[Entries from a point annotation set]
————

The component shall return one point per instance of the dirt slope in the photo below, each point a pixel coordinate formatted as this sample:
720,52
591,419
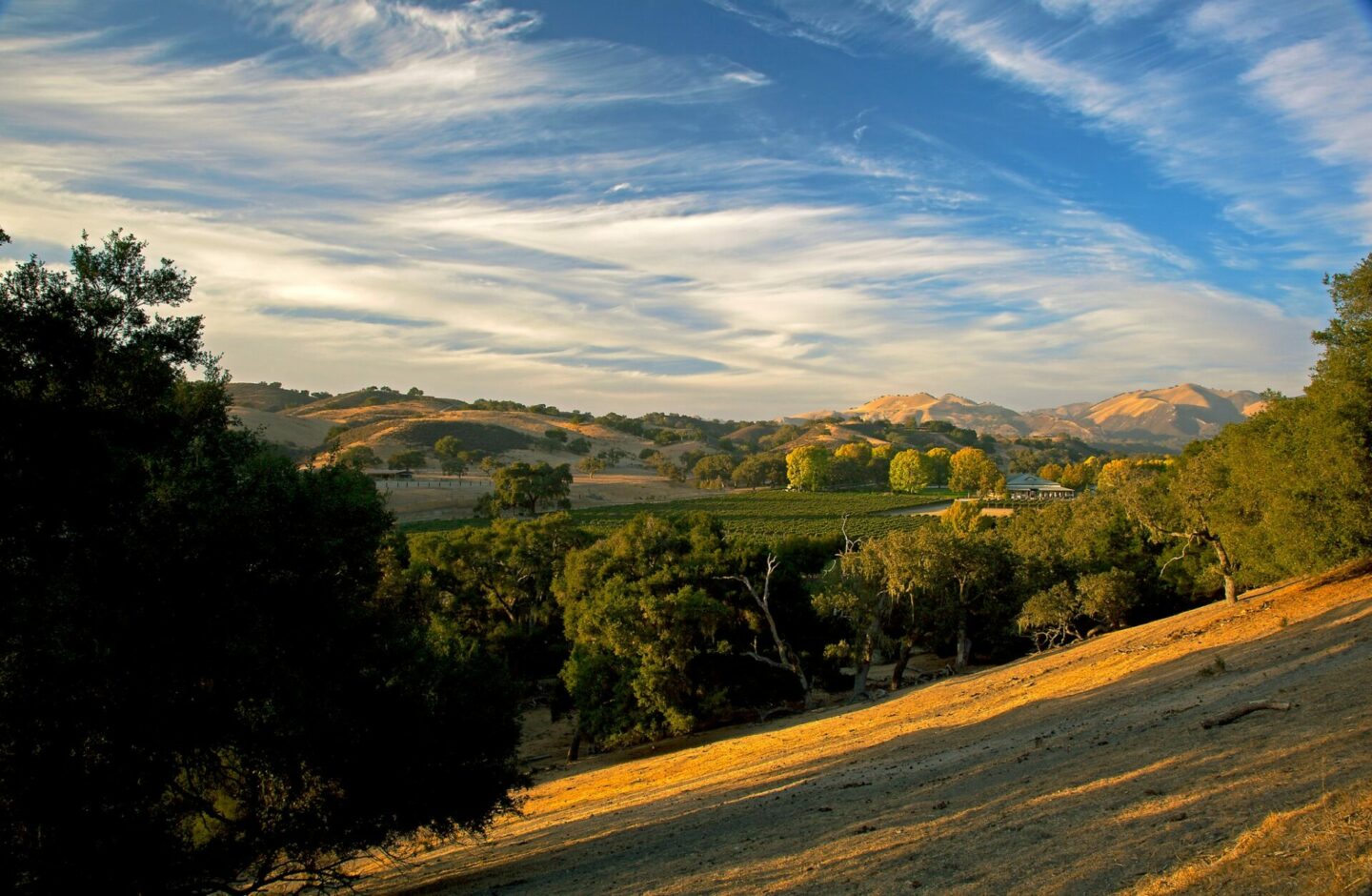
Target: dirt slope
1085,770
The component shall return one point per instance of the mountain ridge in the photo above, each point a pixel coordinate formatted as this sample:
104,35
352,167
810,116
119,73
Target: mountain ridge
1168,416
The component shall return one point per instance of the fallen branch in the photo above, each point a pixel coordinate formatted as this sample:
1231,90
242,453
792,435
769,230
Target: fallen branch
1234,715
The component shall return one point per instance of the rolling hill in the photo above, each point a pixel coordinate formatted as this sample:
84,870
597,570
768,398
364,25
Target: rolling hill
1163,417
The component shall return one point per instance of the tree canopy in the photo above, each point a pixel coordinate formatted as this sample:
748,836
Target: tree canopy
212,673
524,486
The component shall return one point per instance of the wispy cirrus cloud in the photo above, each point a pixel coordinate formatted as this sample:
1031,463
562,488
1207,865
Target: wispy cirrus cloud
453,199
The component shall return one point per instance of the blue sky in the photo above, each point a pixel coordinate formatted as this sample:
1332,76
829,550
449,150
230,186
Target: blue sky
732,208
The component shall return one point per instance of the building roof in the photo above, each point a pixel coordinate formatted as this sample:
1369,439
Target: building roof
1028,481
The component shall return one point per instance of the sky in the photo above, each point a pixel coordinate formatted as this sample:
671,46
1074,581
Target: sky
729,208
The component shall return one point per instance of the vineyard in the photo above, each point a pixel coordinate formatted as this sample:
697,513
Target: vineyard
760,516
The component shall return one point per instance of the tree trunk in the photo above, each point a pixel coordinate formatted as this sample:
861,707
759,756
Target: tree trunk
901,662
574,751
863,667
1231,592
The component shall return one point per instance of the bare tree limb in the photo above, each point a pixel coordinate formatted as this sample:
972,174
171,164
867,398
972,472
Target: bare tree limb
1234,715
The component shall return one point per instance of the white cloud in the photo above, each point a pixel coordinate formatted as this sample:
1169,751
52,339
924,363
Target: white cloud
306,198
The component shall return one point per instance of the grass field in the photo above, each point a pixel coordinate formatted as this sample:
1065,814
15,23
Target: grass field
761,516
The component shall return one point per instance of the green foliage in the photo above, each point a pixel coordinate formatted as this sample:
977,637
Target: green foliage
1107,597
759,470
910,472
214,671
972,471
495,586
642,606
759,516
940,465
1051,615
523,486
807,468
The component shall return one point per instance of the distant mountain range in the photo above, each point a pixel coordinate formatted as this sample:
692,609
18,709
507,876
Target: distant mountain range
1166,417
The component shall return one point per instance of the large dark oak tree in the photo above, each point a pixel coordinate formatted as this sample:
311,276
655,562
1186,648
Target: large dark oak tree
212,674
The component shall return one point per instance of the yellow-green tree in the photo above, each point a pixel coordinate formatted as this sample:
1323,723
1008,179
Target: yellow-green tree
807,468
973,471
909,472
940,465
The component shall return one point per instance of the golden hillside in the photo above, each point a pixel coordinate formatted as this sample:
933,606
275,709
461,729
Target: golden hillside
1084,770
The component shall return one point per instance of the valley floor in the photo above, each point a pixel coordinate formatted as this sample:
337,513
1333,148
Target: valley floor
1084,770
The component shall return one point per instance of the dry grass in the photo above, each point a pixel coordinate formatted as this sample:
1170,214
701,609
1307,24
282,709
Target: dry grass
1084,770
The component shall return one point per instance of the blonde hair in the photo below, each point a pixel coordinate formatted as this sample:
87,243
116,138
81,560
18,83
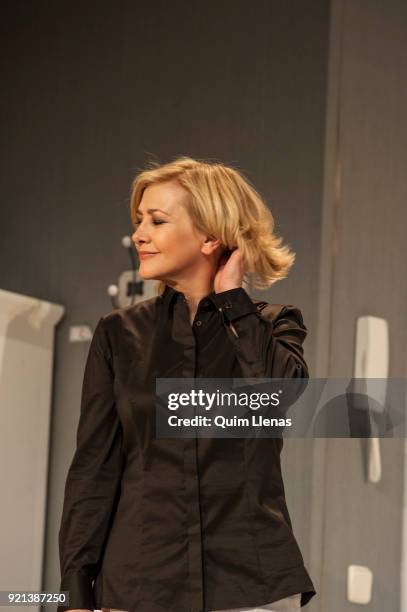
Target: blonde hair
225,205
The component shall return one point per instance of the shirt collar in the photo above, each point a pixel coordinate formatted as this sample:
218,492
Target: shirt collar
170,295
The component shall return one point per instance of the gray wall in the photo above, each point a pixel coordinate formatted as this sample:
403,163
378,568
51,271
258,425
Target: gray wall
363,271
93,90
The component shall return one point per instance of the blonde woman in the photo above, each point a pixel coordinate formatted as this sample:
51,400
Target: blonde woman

————

**STATED PROBLEM:**
Substitute "module" for "component" and rewrite the entries from the line with "The component shall return one point per instance of the golden" through the end of the entries, changing nothing else and omitting the pictures.

**RESPONSE TO THIS TASK:**
The module shall return one point per instance of the golden hillside in the photo above, each point a pixel coordinate formatted as this sample:
933,606
275,709
461,729
Target: golden hillside
1084,770
The module shall return one point per instance of the valley floor in the photo above, each point a pixel coordinate formatted as this sample:
337,513
1333,148
Target: valley floor
1084,770
The module shall return one point per instance of the dry grass in the photo above, each point a pixel coordinate formatted as this sample:
1170,214
701,609
1307,24
282,709
Target: dry grass
1084,770
The module shall return one point per instance of the blonde hair in the photo below, each point a pixel coordinate formatted as this sample:
87,243
116,138
81,560
18,83
Target: blonde hair
225,205
The module shall return one point per instance of the shirt collar in the photo above, each point a pixel coordinate formatted as this sample:
218,492
Target: shirt collar
170,295
The module shall return one point per instance of the gray wall in the photo above, each point a pixel coordinate formatted as this sample:
403,163
378,568
51,271
258,425
Target: gray wall
363,271
93,90
The module shall return one point per instance of the blonde woman in the photo above, each point a pixel coordinate formatted as this sample:
51,400
Target: blonde woman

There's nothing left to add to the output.